• TASK DIRECTIONS:
Format the lines from the one containing "Target: wooden skewer" through the one containing "column 470, row 539", both included, as a JSON list of strings with one string per line. Leave out blank lines.

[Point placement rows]
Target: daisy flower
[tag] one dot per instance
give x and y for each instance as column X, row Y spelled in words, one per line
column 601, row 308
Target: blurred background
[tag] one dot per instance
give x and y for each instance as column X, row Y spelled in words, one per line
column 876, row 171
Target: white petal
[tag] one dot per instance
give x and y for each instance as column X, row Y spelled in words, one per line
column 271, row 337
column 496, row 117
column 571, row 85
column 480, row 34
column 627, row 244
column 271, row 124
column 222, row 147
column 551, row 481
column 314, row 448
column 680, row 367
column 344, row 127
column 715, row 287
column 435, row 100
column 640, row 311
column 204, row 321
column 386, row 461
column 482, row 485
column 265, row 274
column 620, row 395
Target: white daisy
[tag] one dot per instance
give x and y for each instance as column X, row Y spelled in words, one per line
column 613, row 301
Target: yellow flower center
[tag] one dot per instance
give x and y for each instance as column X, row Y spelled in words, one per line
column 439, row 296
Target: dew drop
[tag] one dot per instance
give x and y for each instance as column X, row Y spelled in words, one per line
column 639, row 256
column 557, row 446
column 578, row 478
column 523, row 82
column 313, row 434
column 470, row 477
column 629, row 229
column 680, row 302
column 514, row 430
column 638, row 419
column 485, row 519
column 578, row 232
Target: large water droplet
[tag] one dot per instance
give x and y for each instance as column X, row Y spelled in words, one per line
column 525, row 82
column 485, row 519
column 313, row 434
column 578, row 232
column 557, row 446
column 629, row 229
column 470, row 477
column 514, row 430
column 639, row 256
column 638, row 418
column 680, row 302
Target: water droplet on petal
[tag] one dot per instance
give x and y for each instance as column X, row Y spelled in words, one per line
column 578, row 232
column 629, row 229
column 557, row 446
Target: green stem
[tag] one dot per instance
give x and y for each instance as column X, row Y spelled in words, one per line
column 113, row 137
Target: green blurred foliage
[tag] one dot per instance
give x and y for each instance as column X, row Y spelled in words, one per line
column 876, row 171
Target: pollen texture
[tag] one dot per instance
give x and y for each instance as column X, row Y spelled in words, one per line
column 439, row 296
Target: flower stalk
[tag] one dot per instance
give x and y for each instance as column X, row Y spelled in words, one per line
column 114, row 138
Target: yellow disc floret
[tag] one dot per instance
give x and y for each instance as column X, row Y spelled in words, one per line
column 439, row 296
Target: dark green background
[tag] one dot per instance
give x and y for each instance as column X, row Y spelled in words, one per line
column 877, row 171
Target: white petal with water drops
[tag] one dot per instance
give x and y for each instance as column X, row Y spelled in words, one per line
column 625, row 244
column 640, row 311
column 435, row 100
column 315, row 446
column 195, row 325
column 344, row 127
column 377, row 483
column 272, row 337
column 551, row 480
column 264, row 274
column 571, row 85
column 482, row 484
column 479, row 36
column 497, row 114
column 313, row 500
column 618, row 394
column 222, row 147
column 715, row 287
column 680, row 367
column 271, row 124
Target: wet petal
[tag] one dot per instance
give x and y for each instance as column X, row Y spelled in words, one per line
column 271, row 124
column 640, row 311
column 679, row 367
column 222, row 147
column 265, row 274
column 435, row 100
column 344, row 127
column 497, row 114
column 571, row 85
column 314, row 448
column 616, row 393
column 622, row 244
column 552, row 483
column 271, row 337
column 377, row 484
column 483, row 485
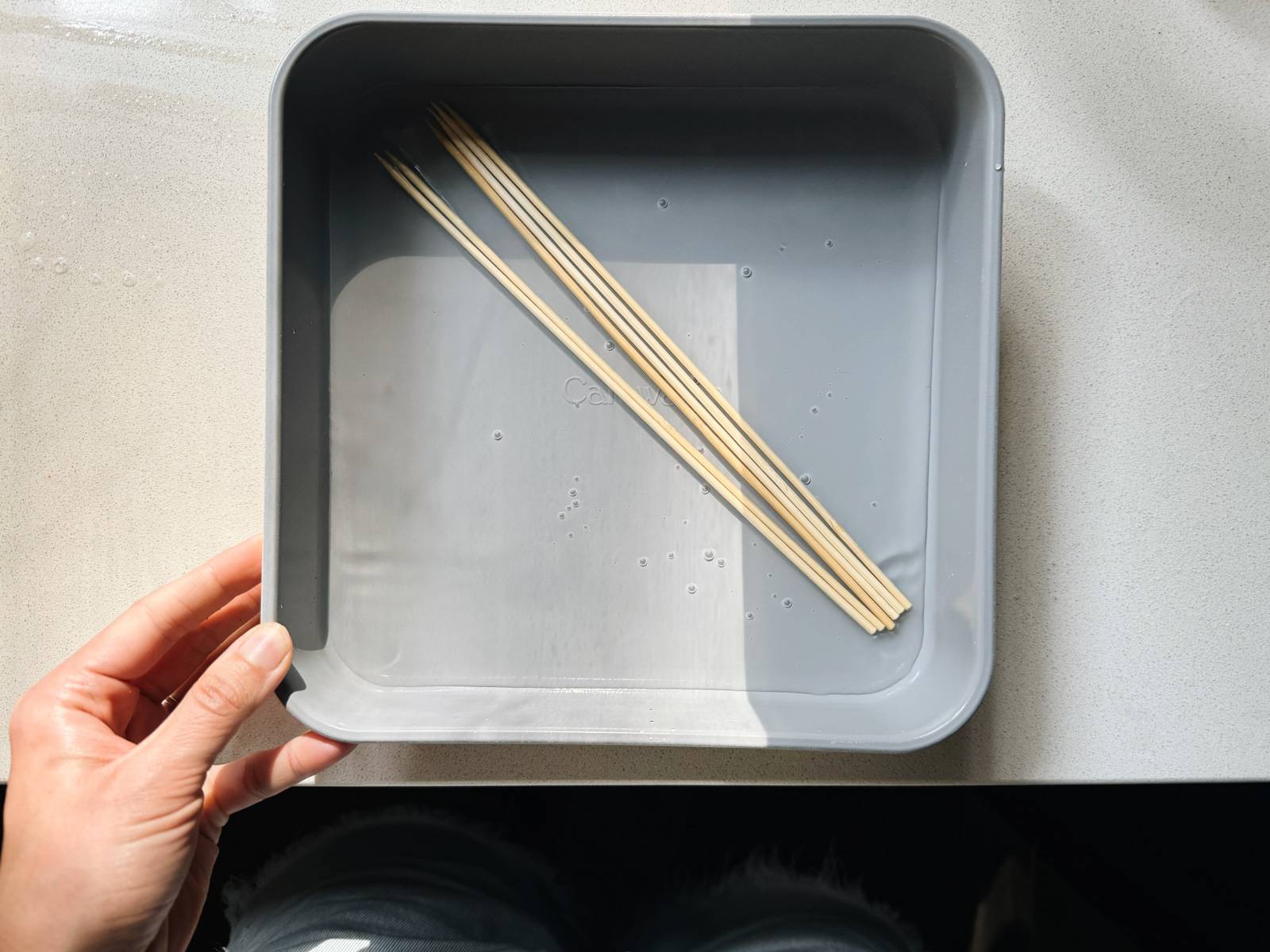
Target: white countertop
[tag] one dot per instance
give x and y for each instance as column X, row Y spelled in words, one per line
column 1134, row 448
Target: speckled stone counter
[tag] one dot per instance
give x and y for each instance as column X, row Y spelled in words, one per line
column 1134, row 444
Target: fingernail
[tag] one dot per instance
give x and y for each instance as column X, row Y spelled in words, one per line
column 266, row 647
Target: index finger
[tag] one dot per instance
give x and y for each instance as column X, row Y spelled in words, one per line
column 131, row 645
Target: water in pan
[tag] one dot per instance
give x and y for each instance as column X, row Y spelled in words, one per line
column 450, row 546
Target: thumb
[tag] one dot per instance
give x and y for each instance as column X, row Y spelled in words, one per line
column 222, row 698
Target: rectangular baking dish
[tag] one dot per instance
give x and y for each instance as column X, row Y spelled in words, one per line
column 810, row 207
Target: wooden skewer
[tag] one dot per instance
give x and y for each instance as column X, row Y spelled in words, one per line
column 690, row 400
column 432, row 203
column 616, row 294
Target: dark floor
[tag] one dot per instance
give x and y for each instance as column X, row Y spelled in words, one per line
column 1099, row 867
column 1126, row 867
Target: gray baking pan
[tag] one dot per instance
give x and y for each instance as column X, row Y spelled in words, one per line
column 470, row 539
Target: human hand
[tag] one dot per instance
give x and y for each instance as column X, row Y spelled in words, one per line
column 114, row 809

• WORKED ANSWER:
[
  "Target: wooden skewer",
  "[tag] one dot per instance",
  "give x and y for each instance as column X, row Y spelled in words, one per line",
  "column 690, row 400",
  "column 432, row 203",
  "column 616, row 294",
  "Target: dark floor",
  "[tag] one dot per instance",
  "give x and y for each instance as column X, row Y spelled in words, one per line",
  "column 1099, row 867",
  "column 1126, row 867",
  "Target: gray baking pan",
  "[tag] one dot per instance",
  "give x and y for each instance as column X, row Y spelled in words, one per line",
  "column 470, row 539"
]